**The task**
Reproduce every line of the listing exactly.

================

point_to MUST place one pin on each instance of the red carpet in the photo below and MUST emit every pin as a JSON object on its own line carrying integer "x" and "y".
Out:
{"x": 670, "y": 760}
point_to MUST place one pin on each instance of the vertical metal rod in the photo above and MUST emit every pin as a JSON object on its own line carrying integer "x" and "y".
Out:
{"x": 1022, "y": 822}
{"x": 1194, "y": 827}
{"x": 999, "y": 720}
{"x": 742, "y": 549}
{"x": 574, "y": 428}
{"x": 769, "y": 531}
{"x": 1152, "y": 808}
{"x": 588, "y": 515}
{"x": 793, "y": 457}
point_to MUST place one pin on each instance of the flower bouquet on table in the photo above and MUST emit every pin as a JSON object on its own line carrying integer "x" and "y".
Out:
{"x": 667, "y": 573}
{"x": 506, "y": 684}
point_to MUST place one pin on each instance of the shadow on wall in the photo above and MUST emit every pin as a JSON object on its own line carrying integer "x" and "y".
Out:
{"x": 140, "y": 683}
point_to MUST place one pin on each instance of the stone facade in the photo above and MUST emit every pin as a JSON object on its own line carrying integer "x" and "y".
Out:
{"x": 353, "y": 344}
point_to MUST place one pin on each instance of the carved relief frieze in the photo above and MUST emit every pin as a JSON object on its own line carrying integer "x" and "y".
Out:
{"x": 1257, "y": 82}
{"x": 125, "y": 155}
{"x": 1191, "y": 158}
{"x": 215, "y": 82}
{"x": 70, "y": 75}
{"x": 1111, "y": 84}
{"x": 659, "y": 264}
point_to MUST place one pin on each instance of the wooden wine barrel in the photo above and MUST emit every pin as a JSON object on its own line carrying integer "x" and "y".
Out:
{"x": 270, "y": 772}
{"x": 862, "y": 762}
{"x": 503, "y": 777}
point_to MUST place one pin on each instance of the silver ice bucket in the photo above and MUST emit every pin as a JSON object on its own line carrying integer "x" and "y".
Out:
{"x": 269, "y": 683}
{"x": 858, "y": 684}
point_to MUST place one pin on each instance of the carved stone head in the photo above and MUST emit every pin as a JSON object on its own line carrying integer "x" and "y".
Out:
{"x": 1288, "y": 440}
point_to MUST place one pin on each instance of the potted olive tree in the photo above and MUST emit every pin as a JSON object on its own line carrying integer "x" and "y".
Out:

================

**Output**
point_to MUST place one pin on each instance of the red carpet in the photo below and MUST emit every pin as a JSON object on its own line carrying integer "x" and "y".
Out:
{"x": 670, "y": 760}
point_to MUST place one pin on each instance of the vertical metal rod in the photo above and MUST emit every pin as a JSON object on its own line carrying integer "x" and "y".
Out:
{"x": 1022, "y": 822}
{"x": 1194, "y": 827}
{"x": 999, "y": 720}
{"x": 742, "y": 549}
{"x": 574, "y": 428}
{"x": 769, "y": 531}
{"x": 1152, "y": 808}
{"x": 588, "y": 515}
{"x": 793, "y": 457}
point_to MUST place one pin on each instance of the flower bouquet on table in the photo above and MUST emit every pin as a JSON object on its own line carrying integer "x" and "y".
Out:
{"x": 667, "y": 573}
{"x": 506, "y": 684}
point_to MUST place one pin on each instance of the shadow on wall in the photo above and MUST emit every pin as a JSON object on its own line carrying integer "x" and "y".
Out:
{"x": 140, "y": 683}
point_to MUST place one pin on each instance of the stone facade in the photo above and MUST emit every pin as a JSON object on its own line carrying integer "x" and "y".
Out:
{"x": 353, "y": 344}
point_to MUST place one pin on each instance of the carved relief frieze in the photo above and MUST emit every pin as a JSON object on its own line carrying integer "x" and "y".
Out:
{"x": 1257, "y": 82}
{"x": 125, "y": 155}
{"x": 1191, "y": 158}
{"x": 215, "y": 82}
{"x": 70, "y": 75}
{"x": 1111, "y": 84}
{"x": 659, "y": 264}
point_to MUST place one pin on each instance of the wooden wine barrel in the photo above and MUST emit every pin as a JSON object on its own line carrying integer "x" and "y".
Out:
{"x": 270, "y": 772}
{"x": 862, "y": 762}
{"x": 503, "y": 777}
point_to MUST place one pin on each instance of the silver ice bucket in the photo above and MUST emit every pin as a JSON object on its own line carrying integer "x" and "y".
Out:
{"x": 269, "y": 683}
{"x": 858, "y": 684}
point_to MUST place one pin on each instance of the carved stone head in the photo above and MUST emit every pin as a JSON object on its own line carrying integer "x" and "y".
Out:
{"x": 1288, "y": 440}
point_to MUST place one pin on each instance of the potted olive tree in the photo above and MUST emit every pin as a JSON object on its own line carrying integer "x" and "y".
Out:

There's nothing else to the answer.